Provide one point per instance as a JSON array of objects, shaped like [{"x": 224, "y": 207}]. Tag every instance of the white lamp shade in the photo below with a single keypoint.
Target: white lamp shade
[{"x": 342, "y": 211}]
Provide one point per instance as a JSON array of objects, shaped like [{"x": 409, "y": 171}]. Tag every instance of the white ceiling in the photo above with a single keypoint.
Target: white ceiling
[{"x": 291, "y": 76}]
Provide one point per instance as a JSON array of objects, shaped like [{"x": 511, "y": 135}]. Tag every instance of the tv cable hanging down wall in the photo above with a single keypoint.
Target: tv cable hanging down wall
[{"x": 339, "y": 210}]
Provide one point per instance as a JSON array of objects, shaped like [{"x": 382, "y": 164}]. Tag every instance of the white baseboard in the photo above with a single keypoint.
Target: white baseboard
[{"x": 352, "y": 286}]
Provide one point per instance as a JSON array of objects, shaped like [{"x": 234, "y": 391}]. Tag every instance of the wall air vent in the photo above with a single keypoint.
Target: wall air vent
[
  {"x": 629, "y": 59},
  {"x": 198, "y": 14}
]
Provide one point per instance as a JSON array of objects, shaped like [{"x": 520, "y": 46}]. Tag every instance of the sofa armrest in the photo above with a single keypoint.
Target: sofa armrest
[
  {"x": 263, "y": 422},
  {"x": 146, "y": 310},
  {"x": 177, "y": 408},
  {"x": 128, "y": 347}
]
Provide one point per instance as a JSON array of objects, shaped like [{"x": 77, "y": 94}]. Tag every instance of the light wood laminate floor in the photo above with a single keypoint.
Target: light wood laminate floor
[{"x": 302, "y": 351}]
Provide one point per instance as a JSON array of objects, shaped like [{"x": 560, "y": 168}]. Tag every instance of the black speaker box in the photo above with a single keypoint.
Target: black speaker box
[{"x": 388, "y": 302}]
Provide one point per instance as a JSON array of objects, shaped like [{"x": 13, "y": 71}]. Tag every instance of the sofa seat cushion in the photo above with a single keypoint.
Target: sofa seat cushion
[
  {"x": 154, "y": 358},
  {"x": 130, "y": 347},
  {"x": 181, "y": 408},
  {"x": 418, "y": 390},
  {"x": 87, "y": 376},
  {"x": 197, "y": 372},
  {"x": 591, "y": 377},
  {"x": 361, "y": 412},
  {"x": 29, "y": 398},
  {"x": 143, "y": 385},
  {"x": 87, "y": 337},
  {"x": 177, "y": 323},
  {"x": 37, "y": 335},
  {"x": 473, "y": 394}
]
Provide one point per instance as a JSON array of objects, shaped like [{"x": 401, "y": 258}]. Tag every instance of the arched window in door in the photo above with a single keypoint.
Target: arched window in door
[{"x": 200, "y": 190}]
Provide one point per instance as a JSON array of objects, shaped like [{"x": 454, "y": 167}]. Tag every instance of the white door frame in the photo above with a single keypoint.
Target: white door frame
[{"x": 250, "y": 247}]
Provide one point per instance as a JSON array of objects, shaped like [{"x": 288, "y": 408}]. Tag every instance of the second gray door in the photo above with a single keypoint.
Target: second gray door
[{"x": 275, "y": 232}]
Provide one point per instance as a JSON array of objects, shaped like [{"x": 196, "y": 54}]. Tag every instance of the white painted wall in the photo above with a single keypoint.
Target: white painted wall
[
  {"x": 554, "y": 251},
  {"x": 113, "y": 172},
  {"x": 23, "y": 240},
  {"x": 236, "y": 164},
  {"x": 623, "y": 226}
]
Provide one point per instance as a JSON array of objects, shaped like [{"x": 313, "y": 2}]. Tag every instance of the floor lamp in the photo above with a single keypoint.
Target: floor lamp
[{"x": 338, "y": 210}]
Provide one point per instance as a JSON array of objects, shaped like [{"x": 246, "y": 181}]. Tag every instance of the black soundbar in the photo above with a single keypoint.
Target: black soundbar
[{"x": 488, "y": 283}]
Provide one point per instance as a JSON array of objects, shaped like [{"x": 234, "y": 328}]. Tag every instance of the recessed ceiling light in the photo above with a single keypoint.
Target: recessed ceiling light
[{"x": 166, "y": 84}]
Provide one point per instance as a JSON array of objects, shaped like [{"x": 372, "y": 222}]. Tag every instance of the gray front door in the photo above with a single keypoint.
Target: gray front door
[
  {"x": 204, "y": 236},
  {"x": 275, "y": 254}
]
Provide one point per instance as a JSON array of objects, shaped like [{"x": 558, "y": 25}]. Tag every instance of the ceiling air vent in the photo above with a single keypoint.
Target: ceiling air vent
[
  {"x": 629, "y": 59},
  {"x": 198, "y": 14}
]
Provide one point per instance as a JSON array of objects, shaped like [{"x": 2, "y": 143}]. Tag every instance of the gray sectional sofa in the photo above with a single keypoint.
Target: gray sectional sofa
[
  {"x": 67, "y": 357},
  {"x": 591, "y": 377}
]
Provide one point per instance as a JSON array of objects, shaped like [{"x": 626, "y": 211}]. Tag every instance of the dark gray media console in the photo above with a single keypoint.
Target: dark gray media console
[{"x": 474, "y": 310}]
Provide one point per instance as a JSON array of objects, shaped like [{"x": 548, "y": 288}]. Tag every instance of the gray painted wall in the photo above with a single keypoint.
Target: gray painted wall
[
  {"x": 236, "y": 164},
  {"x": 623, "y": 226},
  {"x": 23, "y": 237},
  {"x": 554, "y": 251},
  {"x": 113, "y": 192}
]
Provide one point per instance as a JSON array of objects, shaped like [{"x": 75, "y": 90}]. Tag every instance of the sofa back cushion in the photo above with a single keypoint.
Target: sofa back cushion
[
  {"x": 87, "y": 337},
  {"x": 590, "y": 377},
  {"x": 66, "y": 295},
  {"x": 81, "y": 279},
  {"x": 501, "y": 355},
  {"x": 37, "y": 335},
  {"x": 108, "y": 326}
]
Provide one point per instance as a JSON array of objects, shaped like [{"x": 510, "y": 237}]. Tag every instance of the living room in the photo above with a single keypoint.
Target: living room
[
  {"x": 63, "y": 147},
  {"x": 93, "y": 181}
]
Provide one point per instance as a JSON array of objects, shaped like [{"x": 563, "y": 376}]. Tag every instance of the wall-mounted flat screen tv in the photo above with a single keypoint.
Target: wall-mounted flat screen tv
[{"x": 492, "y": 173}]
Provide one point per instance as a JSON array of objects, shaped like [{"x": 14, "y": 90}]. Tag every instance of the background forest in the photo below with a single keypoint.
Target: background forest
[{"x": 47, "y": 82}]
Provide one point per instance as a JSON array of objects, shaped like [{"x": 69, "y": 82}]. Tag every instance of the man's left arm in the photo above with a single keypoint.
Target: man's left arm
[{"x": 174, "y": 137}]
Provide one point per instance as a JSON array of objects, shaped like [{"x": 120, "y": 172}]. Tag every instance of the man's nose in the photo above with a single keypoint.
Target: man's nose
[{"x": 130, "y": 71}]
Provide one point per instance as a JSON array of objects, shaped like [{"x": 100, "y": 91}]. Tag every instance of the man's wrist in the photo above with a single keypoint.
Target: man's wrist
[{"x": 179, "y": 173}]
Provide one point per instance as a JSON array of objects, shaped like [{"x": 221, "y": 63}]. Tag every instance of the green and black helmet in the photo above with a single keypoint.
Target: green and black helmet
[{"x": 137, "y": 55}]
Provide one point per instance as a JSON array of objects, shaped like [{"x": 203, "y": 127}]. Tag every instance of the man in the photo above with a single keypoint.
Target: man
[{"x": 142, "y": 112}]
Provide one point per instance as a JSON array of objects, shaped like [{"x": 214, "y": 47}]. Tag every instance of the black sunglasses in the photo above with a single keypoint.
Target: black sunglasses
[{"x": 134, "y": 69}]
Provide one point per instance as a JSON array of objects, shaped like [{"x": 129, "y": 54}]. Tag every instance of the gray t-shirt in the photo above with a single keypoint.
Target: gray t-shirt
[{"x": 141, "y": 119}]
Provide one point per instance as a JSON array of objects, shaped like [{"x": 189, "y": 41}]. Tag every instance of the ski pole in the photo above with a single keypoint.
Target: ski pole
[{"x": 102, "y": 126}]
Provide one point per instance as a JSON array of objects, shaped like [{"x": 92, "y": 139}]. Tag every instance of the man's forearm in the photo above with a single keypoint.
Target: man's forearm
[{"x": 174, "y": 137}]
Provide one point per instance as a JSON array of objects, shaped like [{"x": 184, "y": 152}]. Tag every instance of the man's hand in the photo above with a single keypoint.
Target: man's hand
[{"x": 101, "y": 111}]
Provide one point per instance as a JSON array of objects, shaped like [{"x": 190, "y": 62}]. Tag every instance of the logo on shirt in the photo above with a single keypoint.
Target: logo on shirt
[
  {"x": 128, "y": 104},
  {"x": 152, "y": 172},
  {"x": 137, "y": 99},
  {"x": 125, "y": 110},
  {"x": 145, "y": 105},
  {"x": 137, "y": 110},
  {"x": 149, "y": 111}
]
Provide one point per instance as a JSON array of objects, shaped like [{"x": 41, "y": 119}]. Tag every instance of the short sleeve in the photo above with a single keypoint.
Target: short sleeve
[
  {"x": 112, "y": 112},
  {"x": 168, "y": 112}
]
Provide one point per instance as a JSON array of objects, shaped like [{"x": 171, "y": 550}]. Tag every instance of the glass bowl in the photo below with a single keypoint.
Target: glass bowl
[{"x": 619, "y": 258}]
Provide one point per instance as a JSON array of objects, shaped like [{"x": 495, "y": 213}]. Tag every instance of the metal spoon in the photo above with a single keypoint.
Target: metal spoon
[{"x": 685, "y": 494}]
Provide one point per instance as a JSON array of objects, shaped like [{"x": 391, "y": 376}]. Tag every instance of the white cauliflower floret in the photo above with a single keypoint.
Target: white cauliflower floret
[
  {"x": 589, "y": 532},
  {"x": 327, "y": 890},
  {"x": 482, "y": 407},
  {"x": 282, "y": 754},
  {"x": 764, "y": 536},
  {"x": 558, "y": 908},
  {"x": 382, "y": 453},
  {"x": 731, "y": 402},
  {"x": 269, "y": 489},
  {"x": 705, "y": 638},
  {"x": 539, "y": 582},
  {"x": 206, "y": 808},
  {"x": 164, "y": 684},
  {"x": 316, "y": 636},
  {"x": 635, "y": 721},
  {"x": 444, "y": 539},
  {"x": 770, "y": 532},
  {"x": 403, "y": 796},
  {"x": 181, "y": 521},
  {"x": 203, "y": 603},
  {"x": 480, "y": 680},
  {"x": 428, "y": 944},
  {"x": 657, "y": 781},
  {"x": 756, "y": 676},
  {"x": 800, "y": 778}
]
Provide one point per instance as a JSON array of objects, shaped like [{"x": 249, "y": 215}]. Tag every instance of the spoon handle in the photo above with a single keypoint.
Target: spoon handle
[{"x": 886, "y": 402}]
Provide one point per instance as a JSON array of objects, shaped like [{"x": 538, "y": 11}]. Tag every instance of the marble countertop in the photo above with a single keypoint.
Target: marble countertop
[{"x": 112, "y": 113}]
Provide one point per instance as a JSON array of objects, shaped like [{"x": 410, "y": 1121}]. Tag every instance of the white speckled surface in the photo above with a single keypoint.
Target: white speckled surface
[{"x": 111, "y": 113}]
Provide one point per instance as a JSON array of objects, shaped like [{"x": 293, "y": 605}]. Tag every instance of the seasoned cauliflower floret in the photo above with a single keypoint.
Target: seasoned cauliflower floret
---*---
== TASK ==
Convert everything from the line containing "the white speckled" down to the last line of the items into a Markdown table with the columns n and Line, numbering each row and leaving out blank lines.

== REPLY TO THE TASK ==
| n | Line |
|---|---|
| 1 | Provide one point per instance as a JSON array of objects, shaped like [{"x": 410, "y": 1121}]. Tag every instance of the white speckled surface in the photo above with a single keypoint. |
| 2 | Target: white speckled surface |
| 3 | [{"x": 111, "y": 113}] |
| 4 | Provide one point per instance as a JSON array of objects, shaped like [{"x": 293, "y": 605}]. Tag every instance of the seasoned cauliflower floret in the photo above with a single keypoint. |
| 5 | Target: seasoned cauliflower floret |